[Entries from a point annotation set]
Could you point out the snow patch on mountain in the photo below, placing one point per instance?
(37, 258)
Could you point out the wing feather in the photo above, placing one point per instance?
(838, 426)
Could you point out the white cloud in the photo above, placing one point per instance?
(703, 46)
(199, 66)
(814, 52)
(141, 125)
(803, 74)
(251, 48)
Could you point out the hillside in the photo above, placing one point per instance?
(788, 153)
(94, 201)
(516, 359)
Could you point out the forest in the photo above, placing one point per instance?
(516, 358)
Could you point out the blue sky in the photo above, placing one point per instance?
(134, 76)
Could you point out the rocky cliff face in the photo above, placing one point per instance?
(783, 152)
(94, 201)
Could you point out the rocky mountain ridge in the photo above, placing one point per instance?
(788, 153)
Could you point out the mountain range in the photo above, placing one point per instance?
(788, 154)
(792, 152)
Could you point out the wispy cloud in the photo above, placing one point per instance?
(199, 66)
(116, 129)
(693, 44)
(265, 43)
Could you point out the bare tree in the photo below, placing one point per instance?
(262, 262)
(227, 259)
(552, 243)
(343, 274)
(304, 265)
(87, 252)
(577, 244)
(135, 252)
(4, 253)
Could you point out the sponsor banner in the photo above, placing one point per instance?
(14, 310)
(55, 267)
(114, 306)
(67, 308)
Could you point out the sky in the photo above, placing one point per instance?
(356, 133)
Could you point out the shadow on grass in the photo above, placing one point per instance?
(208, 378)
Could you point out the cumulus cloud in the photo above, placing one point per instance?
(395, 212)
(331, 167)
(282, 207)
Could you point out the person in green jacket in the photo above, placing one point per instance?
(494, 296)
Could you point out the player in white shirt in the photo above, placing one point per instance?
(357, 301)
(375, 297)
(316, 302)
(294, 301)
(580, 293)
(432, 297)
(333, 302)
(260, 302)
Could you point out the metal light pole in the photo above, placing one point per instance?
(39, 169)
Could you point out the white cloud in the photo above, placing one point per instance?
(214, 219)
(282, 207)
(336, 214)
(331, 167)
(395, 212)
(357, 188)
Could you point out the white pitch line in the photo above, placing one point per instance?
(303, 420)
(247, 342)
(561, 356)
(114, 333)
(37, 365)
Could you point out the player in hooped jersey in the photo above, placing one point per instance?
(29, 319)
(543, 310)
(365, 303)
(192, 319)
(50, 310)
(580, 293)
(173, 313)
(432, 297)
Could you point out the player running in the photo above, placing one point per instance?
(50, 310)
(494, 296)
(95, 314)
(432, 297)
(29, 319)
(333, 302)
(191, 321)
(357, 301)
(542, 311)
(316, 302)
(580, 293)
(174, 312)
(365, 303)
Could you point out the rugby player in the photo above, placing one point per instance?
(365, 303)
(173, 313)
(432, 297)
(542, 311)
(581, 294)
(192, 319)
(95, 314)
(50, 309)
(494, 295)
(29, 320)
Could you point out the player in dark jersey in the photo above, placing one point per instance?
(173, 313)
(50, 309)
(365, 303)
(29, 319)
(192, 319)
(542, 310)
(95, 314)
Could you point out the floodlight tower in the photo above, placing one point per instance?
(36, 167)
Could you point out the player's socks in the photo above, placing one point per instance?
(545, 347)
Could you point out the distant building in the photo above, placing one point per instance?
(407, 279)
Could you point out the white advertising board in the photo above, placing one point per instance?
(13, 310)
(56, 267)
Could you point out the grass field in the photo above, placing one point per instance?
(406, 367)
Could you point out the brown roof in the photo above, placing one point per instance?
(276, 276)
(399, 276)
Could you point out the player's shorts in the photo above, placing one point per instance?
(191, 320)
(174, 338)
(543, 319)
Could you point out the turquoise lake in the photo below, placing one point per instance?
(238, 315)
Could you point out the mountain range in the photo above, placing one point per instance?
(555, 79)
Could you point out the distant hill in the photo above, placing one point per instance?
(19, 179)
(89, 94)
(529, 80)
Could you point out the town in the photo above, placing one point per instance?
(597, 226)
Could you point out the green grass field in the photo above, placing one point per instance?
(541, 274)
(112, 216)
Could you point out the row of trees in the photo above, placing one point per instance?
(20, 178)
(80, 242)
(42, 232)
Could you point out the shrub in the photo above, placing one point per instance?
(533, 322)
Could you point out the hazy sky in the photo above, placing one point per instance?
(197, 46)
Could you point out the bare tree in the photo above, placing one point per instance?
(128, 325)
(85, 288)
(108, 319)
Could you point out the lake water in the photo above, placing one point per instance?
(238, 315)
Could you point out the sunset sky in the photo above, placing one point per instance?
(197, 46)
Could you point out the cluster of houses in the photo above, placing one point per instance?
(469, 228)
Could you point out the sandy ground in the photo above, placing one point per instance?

GIVEN REQUEST
Copy every item above word for word, in the same order and with nothing left out.

THE SOLUTION
Could you point out the snow patch on mountain in the photo below, placing one point per instance?
(37, 258)
Could you point out the wing feather in the photo above, placing one point per instance?
(838, 426)
Could you point out the white cloud in the photo above, placing one point per instance?
(703, 46)
(199, 66)
(814, 52)
(141, 125)
(803, 74)
(251, 48)
Could you point out the hillside in the photo above, placing one point per instance?
(788, 153)
(94, 201)
(516, 359)
Could you point out the forest in the photo above, placing one point per instance?
(516, 358)
Could you point out the blue sky in the photo above, placing one point per instance?
(134, 76)
Could you point out the rocky cliff face in the photo above, placing one point per instance?
(783, 152)
(94, 201)
Could you point out the rocky mountain ridge in the photo above, placing one point per instance?
(788, 153)
Could you point out the mountain range in the photo above, placing one point per instance?
(788, 154)
(792, 152)
Could you point out the wispy cloud in the photo above, placing one point per instance?
(199, 66)
(116, 129)
(693, 44)
(265, 43)
Could you point out the bare tree in the photo below, placing one point per instance?
(262, 262)
(227, 259)
(552, 243)
(343, 274)
(304, 265)
(87, 252)
(577, 244)
(135, 252)
(4, 253)
Could you point out the sponsor banner in the photo above, placing one point per instance?
(14, 310)
(55, 267)
(114, 306)
(67, 308)
Could you point out the sky in the photo above, placing one point per instance?
(356, 133)
Could you point out the shadow on grass in the photo above, placing one point per instance?
(208, 378)
Could you point out the cumulus cloud in the photo above, placing one point per instance?
(395, 212)
(331, 167)
(282, 207)
Could you point out the person in green jacket in the photo above, placing one point per instance?
(494, 296)
Could you point out the player in white shirt in the photo above, placing one point per instance?
(357, 301)
(375, 297)
(316, 302)
(294, 301)
(580, 293)
(432, 297)
(333, 302)
(260, 302)
Could you point out the metal light pole in the photo above, placing one point per instance?
(39, 169)
Could you point out the white cloud in the photo above, placing one point per instance?
(214, 219)
(282, 207)
(336, 214)
(331, 167)
(395, 212)
(357, 188)
Could you point out the white pitch line in the photo above, placing one point per instance?
(303, 420)
(247, 342)
(561, 356)
(114, 333)
(37, 365)
Could you point out the player in hooped jersey in the photo above, placing one point per instance?
(29, 319)
(543, 310)
(365, 303)
(192, 319)
(50, 310)
(580, 293)
(173, 313)
(432, 297)
Could you point out the player running in the photo above, placing one point per instance?
(50, 310)
(494, 296)
(95, 314)
(432, 297)
(29, 319)
(333, 302)
(191, 321)
(357, 301)
(542, 311)
(316, 302)
(580, 293)
(174, 312)
(365, 303)
Could you point out the rugby player in the photo above, placing one point per instance?
(365, 303)
(173, 313)
(432, 297)
(542, 311)
(581, 294)
(192, 319)
(95, 314)
(50, 309)
(494, 295)
(29, 320)
Could you point out the player in dark jersey in the photo above, placing one point per instance?
(173, 313)
(50, 309)
(365, 303)
(29, 319)
(192, 319)
(542, 310)
(95, 314)
Could you point out the floodlight tower in the photo above, placing one point per instance?
(36, 167)
Could you point out the player's socks in the photo above, placing one point per instance?
(545, 347)
Could you point out the distant building in the photo above, placing one point per instance?
(407, 279)
Could you point out the white advertising board in the photo above, placing one point per instance?
(13, 310)
(56, 267)
Could you point out the grass field in the photo above, placing one point per instance?
(406, 367)
Could you point out the brown roof in the photo above, placing one point per instance?
(276, 276)
(399, 276)
Could you point out the player's shorts in the photo above, placing one point per instance?
(191, 320)
(174, 338)
(543, 319)
Could you point out the turquoise lake in the photo below, placing one point per instance?
(238, 315)
Could you point out the mountain range in the photo above, placing one point per instance?
(555, 79)
Could you point out the distant hill in the photo above, placing one point per instance?
(19, 179)
(89, 94)
(529, 80)
Could you point out the town in the photo above, placing one point per instance?
(597, 226)
Could you point out the green grass field in the photo above, placing one point per instance?
(541, 274)
(112, 216)
Could you point out the row of trees in the photo above, placing one point per instance?
(20, 178)
(80, 242)
(42, 232)
Could you point out the shrub in the photo above, placing one point per instance?
(533, 322)
Could you point out the hazy sky in the photo above, placing one point per instance?
(197, 46)
Could you point out the bare tree in the photo above, placing one point per instance?
(128, 325)
(85, 288)
(108, 319)
Could you point out the lake water in the photo above, placing one point per instance?
(238, 315)
Could you point out the sunset sky in the photo above, placing one point per instance?
(197, 46)
Could you point out the cluster of houses in the photo above, placing one point per instance?
(469, 228)
Could you point out the sandy ground in the photo above, placing one point per instance?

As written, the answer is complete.